EXTRACTED TEXT:
** START **

Gail Shaw SSC Guru Points: 1004504 More actions · Answer 3

Please run the following and post all the results here.

DBCC CHECKDB (< Database Name > ) WITH NO_INFOMSGS, ALL_ERRORMSGS

Take a look at this article. http://www.sqlservercentral.com/articles/65804/

Gail Shaw
Microsoft Certified Master: SQL Server, MVP, M.Sc (Comp Sci)
SQL In The Wild: Discussions on DB performance with occasional diversions into recoverability

We walk in the dark places no others will enter
We stand on the bridge and no one may pass

RPSQL Hall of Fame Points: 3229 More actions · Answer 4

The Database size is 320 GB. I have started to run DBCC Checkdb on that database yesterday. It is running since 20 hours....Any idea why it is taking so long and why it is not completed yet?

In activity monitor it is showing Wait type FCB_REPLICA_WRITE. What can I do now?????

Please answer as it is a production issue and our application is down currently.

Thanks in advance.

Jonathan Kehayias One Orange Chip Points: 26778 More actions · Answer 5

Unless you are normally running CHECKDB (a recommended practice to catch these problems early on and reduce downtime/risk of data loss) and can look at the historical runs for how long it takes to run, there isn't a whole lot that you can do except wait it out. If you stop it, you won't get the information that you need to help resolve the problems.

RPSQL Hall of Fame Points: 3229 More actions · Answer 6

Thanks for your reply. I was littlebit worried as this database is not much large, but it's already a day since I am running this process...It's really taking so long....The thread in activity monitor is suspended and wait type is 'FCB_REPLICA_WRITE'.

Is this normal?

Jonathan Kehayias One Orange Chip Points: 26778 More actions · Answer 7

Per the Book Online, that wait type signals the following:

Occurs when the pushing or pulling of a page to a snapshot (or a temporary snapshot created by DBCC) sparse file is synchronized.

http://msdn.microsoft.com/en-us/library/ms179984.aspx

Based on that I'd say yes it is normal.

Gail Shaw SSC Guru Points: 1004504 More actions · Answer 8

RPSql (5/12/2009)
It is running since 20 hours....Any idea why it is taking so long and why it is not completed yet?

Maybe because there is corruption.

The checkDB algorithms are written in such a way that they can tell quickly if there is corruption or not, but if there is, then SQL has to go back and do extra detailed searches. it's called a 'deep-dive' and it can make the CheckDB time go up massively.

Wait until it's finished. To tell what's wrong we need the results. If you stop it now you're just going to have to run it to completion later.

Gail Shaw
Microsoft Certified Master: SQL Server, MVP, M.Sc (Comp Sci)

** END **

(Point annotations for photos)
** START **

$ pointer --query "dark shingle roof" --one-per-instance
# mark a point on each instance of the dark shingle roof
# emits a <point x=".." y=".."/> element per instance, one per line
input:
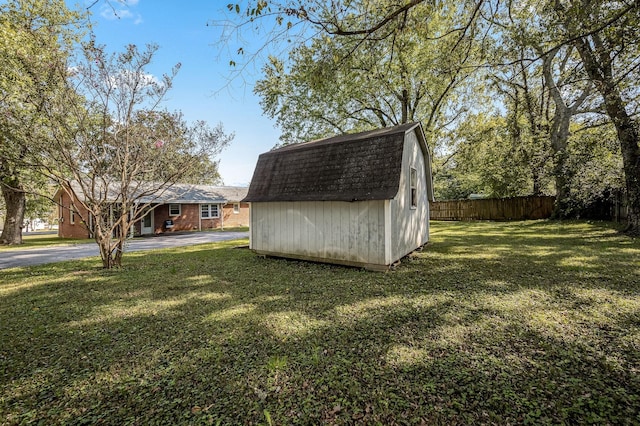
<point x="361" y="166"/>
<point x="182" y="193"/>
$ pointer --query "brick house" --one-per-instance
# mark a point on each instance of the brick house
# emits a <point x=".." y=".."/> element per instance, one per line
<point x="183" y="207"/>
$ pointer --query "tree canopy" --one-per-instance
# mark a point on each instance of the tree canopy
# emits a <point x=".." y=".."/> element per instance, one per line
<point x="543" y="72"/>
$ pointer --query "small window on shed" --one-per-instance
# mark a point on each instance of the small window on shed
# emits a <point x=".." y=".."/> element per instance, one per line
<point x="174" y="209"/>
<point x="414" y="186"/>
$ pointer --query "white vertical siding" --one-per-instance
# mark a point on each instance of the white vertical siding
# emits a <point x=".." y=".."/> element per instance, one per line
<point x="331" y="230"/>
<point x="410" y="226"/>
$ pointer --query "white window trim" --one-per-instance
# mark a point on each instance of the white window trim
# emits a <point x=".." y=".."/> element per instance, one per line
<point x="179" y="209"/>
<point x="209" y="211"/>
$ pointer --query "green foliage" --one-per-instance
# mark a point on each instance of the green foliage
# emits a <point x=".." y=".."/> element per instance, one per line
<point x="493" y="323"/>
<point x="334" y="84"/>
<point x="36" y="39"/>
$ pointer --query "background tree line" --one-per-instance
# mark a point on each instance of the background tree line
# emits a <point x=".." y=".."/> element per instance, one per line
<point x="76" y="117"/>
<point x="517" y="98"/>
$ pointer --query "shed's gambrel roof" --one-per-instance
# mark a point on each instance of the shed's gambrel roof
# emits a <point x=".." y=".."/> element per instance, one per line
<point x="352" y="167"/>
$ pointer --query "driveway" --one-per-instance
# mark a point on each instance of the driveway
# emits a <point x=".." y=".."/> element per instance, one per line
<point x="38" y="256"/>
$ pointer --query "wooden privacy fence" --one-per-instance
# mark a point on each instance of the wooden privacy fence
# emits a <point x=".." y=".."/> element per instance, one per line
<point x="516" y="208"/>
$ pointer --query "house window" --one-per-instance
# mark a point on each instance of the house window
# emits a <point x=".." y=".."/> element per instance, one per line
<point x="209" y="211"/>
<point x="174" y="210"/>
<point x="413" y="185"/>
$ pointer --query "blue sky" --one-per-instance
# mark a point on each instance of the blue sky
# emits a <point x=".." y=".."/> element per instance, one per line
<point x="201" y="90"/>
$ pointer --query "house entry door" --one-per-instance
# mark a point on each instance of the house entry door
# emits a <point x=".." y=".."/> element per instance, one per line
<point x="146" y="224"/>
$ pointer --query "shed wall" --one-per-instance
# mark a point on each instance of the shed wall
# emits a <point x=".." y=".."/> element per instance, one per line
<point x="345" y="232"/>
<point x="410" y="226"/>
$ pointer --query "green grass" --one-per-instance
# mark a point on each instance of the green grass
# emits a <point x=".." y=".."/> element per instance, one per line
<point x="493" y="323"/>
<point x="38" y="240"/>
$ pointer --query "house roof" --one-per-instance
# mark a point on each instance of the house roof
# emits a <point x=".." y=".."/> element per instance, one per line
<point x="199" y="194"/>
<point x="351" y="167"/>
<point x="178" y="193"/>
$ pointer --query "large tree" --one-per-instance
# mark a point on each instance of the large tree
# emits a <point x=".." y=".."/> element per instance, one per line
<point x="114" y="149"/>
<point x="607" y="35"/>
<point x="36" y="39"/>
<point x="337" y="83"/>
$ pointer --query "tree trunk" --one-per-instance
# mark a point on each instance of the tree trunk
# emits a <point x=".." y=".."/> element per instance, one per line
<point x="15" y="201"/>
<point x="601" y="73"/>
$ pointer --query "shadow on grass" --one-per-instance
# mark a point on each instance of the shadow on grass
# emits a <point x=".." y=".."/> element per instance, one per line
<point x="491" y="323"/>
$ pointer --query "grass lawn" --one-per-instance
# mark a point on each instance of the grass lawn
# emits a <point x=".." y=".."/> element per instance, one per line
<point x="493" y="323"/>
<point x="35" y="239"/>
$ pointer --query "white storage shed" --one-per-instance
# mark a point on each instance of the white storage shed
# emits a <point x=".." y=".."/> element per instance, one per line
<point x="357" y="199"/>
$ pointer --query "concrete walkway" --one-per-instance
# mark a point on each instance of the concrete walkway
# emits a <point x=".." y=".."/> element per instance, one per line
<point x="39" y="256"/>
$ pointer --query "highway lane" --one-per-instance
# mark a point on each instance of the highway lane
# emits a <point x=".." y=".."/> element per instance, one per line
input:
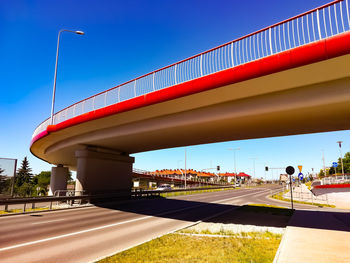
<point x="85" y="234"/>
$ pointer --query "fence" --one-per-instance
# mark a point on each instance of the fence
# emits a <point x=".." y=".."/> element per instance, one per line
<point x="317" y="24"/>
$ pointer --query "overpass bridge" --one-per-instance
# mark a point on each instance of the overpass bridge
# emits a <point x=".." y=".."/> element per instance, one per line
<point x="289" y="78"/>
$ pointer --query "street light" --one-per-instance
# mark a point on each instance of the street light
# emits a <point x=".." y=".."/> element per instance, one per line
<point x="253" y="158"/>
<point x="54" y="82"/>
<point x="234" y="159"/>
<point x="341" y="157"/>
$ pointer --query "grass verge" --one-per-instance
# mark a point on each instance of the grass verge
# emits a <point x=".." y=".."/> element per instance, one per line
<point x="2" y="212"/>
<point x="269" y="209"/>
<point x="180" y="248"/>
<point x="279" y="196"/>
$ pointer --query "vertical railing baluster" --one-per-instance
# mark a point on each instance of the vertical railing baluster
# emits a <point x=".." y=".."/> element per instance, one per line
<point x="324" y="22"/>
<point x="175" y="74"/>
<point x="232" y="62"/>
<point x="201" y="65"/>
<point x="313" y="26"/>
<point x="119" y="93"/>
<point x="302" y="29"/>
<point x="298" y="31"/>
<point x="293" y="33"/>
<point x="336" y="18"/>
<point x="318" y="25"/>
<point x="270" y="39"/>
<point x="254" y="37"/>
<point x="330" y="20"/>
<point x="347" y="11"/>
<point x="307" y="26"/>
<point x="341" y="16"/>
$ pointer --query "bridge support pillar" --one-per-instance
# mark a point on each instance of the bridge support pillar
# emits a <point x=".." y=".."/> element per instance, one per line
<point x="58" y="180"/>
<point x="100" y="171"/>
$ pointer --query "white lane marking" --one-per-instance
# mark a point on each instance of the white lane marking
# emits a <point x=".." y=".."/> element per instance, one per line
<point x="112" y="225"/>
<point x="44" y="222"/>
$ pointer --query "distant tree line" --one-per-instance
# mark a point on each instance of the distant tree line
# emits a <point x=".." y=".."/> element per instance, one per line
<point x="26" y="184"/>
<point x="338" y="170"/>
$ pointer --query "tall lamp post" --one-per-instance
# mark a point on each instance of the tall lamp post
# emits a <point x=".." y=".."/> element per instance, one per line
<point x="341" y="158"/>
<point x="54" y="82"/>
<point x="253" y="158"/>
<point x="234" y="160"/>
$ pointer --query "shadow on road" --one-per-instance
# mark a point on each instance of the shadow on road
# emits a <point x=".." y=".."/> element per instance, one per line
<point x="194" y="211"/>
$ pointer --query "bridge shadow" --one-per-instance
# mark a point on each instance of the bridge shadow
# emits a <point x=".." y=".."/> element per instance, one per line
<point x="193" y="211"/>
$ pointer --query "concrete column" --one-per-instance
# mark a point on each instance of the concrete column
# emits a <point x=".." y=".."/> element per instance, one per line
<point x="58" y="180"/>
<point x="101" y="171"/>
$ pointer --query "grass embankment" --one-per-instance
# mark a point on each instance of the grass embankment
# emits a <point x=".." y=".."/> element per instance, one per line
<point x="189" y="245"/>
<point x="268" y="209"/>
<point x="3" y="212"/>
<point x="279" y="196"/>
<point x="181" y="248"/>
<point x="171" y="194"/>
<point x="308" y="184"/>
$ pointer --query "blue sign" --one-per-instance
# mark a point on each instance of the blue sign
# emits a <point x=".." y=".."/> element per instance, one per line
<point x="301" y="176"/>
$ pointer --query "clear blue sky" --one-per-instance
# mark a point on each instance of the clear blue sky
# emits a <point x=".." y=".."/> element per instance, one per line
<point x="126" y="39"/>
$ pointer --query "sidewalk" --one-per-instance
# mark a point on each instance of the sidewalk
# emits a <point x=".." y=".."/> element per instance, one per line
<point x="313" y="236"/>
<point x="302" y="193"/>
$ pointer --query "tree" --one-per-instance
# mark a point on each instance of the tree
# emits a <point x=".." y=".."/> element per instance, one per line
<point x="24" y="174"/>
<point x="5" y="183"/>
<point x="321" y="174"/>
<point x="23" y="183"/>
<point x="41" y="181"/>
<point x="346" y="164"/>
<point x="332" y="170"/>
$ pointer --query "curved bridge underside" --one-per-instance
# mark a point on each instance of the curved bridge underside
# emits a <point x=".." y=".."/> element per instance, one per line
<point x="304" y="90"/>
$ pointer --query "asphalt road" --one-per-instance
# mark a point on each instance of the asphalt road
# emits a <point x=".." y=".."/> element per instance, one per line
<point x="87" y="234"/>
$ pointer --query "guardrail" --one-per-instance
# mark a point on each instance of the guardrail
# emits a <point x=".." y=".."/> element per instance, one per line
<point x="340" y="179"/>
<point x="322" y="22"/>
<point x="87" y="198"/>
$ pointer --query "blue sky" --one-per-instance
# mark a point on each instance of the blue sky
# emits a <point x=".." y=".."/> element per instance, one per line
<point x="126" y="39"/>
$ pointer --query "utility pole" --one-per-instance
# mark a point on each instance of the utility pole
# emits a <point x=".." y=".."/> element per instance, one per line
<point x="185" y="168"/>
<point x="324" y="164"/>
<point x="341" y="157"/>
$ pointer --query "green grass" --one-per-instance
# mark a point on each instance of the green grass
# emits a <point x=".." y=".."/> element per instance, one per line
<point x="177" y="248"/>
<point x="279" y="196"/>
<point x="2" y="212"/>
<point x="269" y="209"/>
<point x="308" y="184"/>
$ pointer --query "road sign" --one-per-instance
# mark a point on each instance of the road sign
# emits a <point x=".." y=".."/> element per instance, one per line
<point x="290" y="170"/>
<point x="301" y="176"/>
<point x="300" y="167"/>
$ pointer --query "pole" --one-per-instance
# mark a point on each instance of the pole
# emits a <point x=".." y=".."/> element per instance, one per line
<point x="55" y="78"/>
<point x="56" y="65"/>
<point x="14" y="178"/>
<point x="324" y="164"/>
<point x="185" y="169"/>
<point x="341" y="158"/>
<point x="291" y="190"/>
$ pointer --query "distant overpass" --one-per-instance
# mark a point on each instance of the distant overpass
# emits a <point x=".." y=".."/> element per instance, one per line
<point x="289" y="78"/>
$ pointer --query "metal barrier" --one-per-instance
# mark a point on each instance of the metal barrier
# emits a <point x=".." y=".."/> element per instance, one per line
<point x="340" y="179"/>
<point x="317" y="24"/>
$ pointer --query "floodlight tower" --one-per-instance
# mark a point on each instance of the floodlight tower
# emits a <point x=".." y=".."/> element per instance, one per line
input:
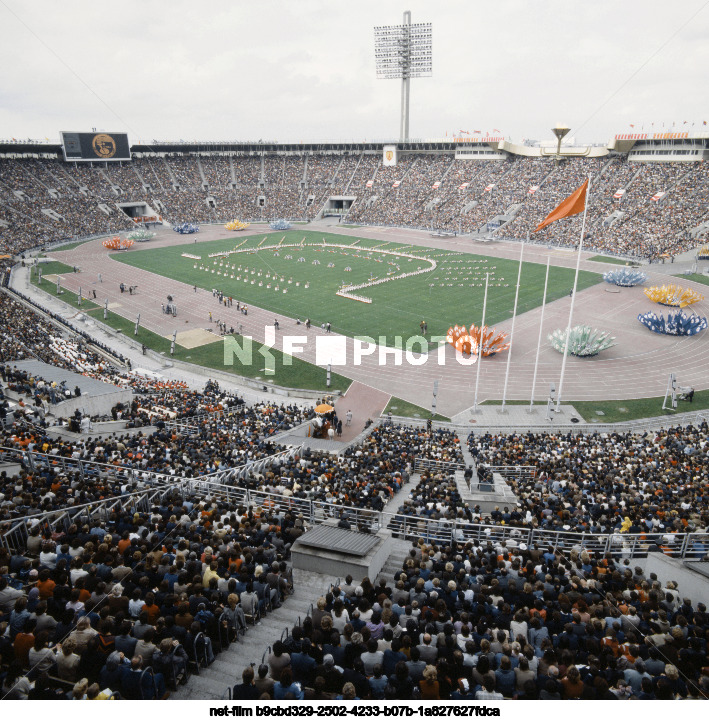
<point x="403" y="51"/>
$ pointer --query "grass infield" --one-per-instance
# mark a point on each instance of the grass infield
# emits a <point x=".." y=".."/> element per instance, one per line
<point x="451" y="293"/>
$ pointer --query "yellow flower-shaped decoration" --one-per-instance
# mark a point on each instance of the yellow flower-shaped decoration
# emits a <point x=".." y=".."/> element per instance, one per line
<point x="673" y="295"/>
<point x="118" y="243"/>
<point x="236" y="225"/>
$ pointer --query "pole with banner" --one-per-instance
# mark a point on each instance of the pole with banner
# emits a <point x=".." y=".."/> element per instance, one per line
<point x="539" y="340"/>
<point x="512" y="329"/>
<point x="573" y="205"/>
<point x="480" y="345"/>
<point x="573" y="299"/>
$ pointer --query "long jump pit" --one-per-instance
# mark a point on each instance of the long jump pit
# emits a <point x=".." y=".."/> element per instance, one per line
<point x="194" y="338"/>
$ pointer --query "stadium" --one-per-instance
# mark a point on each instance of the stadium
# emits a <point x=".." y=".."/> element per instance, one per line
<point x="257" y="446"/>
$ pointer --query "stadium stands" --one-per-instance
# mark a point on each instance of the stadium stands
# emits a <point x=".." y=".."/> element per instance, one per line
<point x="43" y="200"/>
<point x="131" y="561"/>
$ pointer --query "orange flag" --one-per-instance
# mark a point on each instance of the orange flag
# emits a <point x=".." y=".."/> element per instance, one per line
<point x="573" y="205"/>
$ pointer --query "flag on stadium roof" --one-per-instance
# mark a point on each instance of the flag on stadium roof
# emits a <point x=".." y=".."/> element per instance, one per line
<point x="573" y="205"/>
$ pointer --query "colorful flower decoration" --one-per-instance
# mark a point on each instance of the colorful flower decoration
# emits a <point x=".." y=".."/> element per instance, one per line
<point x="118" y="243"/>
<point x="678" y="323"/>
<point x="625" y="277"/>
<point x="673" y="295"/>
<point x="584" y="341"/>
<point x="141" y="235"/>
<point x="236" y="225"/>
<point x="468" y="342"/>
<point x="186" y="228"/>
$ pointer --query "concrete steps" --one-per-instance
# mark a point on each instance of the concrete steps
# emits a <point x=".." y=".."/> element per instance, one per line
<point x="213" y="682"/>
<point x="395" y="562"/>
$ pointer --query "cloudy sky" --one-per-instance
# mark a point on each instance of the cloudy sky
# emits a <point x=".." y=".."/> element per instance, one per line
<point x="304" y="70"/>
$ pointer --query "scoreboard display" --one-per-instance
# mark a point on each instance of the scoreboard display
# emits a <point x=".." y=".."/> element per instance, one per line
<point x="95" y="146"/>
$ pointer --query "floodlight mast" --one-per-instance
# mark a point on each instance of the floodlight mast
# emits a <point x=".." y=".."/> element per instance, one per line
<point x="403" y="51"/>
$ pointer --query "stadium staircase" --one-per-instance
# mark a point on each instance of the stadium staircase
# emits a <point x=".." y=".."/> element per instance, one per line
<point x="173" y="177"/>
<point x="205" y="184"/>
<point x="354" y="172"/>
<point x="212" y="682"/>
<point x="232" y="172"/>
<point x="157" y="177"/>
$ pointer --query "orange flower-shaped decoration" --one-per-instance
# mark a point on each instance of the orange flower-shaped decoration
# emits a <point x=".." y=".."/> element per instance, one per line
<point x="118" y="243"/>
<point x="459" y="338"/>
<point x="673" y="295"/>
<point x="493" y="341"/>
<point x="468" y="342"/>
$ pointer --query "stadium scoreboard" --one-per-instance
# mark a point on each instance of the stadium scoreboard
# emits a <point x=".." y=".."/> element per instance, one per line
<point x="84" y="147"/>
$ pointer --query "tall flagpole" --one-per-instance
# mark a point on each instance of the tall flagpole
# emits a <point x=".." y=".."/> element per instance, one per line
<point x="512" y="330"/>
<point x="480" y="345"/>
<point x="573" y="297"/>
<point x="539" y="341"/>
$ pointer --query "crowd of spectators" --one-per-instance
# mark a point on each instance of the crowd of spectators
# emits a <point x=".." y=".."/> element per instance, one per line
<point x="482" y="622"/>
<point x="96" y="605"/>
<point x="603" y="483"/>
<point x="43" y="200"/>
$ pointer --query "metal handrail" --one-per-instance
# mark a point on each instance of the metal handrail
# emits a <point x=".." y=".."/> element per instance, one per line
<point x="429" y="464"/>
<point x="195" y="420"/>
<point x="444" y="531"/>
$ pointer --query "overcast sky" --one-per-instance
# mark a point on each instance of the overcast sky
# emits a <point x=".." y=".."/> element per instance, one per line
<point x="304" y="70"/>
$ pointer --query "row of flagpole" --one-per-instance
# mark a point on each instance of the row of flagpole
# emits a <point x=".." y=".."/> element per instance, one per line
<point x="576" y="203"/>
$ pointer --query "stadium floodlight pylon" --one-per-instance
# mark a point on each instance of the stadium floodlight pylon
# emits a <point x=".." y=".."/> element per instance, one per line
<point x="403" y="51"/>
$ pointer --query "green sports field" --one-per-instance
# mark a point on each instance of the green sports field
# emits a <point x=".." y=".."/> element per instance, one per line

** END **

SET TASKS:
A. Return each line of the records that contains the string "colorful". Matching is case-sensitive.
B. Write the next portion of the forum thread about the long-running DBCC CHECKDB, beginning after its final line.

PER-TASK OUTPUTS:
A.
$ pointer --query "colorful flower decoration" --one-per-instance
# mark a point on each instance of the colorful flower decoration

B.
SQL In The Wild: Discussions on DB performance with occasional diversions into recoverability

We walk in the dark places no others will enter
We stand on the bridge and no one may pass

BLADE-1043594 SSCrazy Points: 2576 More actions · Answer 9

The file might be a corrupted one

[font="Comic Sans MS"]+++BLADE+++[/font]:cool:

David Benoit SSC-Dedicated Points: 34562 More actions · Answer 10

Just a thought too, but while the DBCC continues you might want to start looking at backups and ensuring that you have one available and ready to go if the corruption is such that it can't be fixed. So, find the most recent good backup and get it available (if on tape, get it off tape). This can save you some time at the end of this process and allow you to get back online faster if you do have to perform a restore.

Hopefully you won't have to use it though.... 🙂

David

@SQLTentmaker

“He is no fool who gives what he cannot keep to gain that which he cannot lose” - Jim Elliot

RPSQL Hall of Fame Points: 3229 More actions · Answer 11

Hi Gilamonster,

Thanks for your help. I will wait till this process complete and so as our application team..I will post the output here, please help if you can?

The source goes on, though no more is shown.